What is required
Copy every line from the one containing "Where can the suit collar" through the last line of the records below, both included, and nothing else.

[Dataset records about object locations]
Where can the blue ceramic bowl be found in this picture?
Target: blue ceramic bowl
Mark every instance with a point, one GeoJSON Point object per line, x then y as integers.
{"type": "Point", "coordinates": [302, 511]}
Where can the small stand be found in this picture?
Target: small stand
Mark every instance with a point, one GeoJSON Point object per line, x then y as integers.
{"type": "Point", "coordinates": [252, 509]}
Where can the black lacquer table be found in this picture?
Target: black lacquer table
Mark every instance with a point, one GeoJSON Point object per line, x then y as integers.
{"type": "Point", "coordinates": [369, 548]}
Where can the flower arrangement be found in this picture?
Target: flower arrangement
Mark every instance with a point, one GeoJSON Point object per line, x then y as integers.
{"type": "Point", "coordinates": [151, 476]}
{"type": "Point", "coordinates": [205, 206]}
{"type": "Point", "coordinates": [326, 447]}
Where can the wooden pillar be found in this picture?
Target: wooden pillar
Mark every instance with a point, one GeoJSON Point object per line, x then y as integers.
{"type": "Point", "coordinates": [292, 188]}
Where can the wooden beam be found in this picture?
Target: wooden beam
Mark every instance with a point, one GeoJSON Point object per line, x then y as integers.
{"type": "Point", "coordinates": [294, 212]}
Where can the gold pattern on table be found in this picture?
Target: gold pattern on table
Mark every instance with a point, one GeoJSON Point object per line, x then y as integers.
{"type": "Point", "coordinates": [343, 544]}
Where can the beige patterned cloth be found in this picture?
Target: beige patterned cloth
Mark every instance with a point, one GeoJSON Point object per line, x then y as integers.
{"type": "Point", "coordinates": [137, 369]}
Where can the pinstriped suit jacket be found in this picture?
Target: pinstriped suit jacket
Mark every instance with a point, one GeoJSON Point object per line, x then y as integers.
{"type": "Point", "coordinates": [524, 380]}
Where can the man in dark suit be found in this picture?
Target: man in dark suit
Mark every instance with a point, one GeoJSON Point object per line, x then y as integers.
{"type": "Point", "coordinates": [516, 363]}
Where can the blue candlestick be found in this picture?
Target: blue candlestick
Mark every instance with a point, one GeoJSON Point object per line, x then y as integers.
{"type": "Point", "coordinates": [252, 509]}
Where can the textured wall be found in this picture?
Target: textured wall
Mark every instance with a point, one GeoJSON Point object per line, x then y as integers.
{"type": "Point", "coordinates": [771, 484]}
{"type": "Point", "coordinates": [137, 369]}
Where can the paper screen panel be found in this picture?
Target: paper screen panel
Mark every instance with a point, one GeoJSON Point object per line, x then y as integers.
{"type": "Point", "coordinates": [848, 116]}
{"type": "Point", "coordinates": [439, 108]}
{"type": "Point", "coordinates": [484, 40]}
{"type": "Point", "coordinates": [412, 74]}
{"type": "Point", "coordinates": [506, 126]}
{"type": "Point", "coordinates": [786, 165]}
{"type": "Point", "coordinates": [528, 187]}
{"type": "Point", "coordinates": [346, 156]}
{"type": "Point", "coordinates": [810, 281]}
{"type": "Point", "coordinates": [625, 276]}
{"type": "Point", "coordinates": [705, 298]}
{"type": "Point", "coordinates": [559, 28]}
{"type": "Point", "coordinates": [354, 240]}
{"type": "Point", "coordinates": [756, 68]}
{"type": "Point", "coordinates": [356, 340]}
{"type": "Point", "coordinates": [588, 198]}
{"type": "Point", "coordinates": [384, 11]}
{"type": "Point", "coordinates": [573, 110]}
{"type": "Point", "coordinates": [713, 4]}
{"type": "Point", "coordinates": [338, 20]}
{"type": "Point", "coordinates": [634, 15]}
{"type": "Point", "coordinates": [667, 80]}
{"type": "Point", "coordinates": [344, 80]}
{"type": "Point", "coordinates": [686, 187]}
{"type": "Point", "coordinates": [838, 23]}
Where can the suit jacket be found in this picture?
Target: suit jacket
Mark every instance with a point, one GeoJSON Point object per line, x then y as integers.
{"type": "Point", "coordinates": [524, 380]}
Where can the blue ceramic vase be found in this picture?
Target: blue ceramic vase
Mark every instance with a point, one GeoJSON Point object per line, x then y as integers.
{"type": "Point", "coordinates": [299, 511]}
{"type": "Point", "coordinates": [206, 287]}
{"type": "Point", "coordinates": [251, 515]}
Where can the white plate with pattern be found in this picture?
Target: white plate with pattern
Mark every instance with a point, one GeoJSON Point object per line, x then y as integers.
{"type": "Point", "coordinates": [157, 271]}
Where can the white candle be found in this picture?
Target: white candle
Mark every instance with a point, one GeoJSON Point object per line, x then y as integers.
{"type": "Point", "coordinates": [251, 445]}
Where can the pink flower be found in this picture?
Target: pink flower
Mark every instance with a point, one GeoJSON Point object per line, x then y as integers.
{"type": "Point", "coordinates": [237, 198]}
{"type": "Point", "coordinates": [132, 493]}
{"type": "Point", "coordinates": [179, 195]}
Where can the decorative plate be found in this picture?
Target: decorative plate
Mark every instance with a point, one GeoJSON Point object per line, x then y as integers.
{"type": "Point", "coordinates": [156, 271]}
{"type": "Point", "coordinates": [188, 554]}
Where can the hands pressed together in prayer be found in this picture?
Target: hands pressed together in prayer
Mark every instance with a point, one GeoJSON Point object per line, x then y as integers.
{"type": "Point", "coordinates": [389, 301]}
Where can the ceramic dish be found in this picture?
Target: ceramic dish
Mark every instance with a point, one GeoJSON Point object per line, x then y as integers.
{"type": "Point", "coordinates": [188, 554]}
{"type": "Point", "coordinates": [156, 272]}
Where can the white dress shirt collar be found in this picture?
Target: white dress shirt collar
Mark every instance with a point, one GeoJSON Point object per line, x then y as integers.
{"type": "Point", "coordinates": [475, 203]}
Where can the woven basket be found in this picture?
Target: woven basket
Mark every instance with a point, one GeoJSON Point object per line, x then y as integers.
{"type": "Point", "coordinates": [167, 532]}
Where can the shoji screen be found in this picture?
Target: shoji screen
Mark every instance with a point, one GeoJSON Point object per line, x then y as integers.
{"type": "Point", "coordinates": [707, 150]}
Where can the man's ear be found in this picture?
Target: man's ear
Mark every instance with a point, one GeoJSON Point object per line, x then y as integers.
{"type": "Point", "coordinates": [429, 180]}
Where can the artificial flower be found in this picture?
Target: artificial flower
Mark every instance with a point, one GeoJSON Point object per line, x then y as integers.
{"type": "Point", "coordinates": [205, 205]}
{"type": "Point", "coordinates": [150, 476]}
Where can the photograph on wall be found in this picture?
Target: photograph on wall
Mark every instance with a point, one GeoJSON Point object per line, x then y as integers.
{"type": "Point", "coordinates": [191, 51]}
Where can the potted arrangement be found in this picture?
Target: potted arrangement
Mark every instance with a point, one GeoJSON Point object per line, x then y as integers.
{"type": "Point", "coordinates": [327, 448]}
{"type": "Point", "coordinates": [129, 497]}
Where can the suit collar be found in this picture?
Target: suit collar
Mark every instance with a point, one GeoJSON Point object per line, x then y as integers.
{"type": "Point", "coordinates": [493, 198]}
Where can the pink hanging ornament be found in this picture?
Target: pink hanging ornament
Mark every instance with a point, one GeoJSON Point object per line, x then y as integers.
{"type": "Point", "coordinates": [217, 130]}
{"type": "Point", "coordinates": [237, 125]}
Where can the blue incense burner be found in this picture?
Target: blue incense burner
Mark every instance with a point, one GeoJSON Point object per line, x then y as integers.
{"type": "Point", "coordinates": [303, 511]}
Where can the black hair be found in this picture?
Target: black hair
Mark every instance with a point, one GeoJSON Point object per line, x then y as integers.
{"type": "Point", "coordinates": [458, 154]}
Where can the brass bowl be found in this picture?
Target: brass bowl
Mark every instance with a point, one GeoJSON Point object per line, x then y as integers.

Full output
Where can the suit collar be found in this picture?
Target: suit collar
Mark every instance with a point, one GeoJSON Point object per line, x then y as integers.
{"type": "Point", "coordinates": [493, 198]}
Where can the pink hanging ornament be found in this picture?
Target: pink hanging ornament
Mark every instance with a point, one GeoJSON Point object per line, x then y as integers.
{"type": "Point", "coordinates": [217, 130]}
{"type": "Point", "coordinates": [237, 125]}
Where can the blue incense burner be found in this picture?
Target: blue incense burner
Mark every instance with a point, one GeoJSON Point object per line, x then y as integers.
{"type": "Point", "coordinates": [303, 511]}
Where can the black hair be found in this picture?
Target: black hair
Mark every instance with a point, one GeoJSON Point object per line, x then y as integers.
{"type": "Point", "coordinates": [458, 154]}
Where can the brass bowl be found in this picture?
Target: brass bowl
Mark every instance with a point, one GeoJSON Point object per line, x then y as integers.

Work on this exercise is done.